## Задание:
Продолжи рассказ о прощании с Тальей и Ицхаком Имас, начав сразу после его последней фразы.

## Страница:
════════
Талья и Ицхак: восхождение к Храму

Сегодня я вспомнила, как однажды Ицик Имас рассказывал у нас в сукке за столом легенду о том, что когда захватчики-вавилоняне ворвались в Святая Святых иерусалимского Храма, то они увидели, что керувим (единственно разрешенные скульптурные изображения крылатых золотых ангелов на крышке Ковчега Завета) упали наземь и слились в последнем объятии.

Имасы закончили свой земной путь, как те самые керувим. И взвились ангелами на недосягаемые высоты. Туда, куда далеко не каждому праведнику дано взлететь.

…Мы хороним наших друзей – Талью и Ицхака Имас. На древнем еврейском кладбище Иерусалима, что на Масличной горе, собрались тысячи людей. Все слушают Йегуду Глика. Он вдруг обрывает прощальное слово и плачет навзрыд. Йегуда Глик – директор иерусалимского Института Храма, офицер запаса, большой бородатый мужик. Слезы заливают его очки и текут по мокрой рыжей бороде:

— Авину ше ба-шамаим! – кричит он раненым зверем. — Отец наш небесный! Ну сколько можно горя! Хватит уже боли! Хватит еврейских сирот!

Много лет знаю я Глика – еще со времен, когда он приезжал в СССР преподавать в подпольных семинарах – и никогда я не видела его таким. Глик, сам женатый на вдове погибшего боевого друга, усыновивший сирот – всегда был для нас воплощением стойкости и силы. Такой танахический герой-воин. И вот – плачет от страшного горя, и вместе с ним рыдаем мы все.

Мы не в состоянии удержать потоки слез, хотя крепились изо всех сил. Наша «плотина» стойкости рухнула в тот момент, когда громко, на все кладбище, закричала 19-летняя дочь Имасов — Рут:

— Аба-а-а-а! Има-а-а-а-а! Не уходите! Я не могу без вас жить!..
════════
## Сохранённые данные:
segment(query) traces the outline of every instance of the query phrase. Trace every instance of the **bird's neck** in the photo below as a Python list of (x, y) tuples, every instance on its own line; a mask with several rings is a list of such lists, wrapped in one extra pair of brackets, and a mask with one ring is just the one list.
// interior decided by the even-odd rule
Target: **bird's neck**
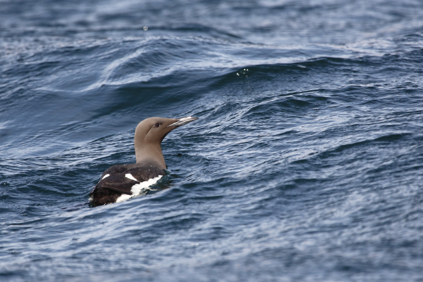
════════
## Ответ:
Она всхлипывает и вдруг говорит уже строго и почти сердито:

— Детей я воспитаю, вы не волнуйтесь. Мы с Даней сохраним нашу семью. И мы никуда из нашего дома не уедем. Папа и мама, я вас люблю.

Даня – старший брат, стоит рядом, не может вымолвить ни слова – только на Кадиш хватило сил. В него вцепились младшие дети Имасов, похожие друг на друга светловолосые Ариэль, Рухама и Одая. Младшего Оз-Давида оставили с соседкой дома – ему еще только 4 годика.

Накануне вечером Имасы возвращались домой в своей видавшей виды белой «Субару» – в самой что ни на есть «поселенческой» машине. Подсадили на свободные места двух симпатичных тремпистов. Неподалеку от Хеврона их стала обгонять арабская машина, из которой внезапно открыли огонь. Террористы убили выстрелами в упор безоружных мирных людей. Авишая Шиндлера, 24-х лет, Кохаву Эвен-Хаим, 37 лет. И наших – 47-летнего Ицика и его жену Талью 44-х лет.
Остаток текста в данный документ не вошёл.